### WRITTEN EXERCISE
Please convert the records below into a JSON list of strings, one string per line, omitting blank lines.

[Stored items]
--- Start ---

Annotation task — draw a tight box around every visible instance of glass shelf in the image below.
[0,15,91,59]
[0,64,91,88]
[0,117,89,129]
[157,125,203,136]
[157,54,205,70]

--- End ---

### THE OUTPUT
[
  "Annotation task — draw a tight box around every visible instance of glass shelf in the image below.",
  "[0,15,91,59]",
  "[0,64,91,88]",
  "[0,117,89,129]",
  "[157,125,203,136]",
  "[157,54,205,70]"
]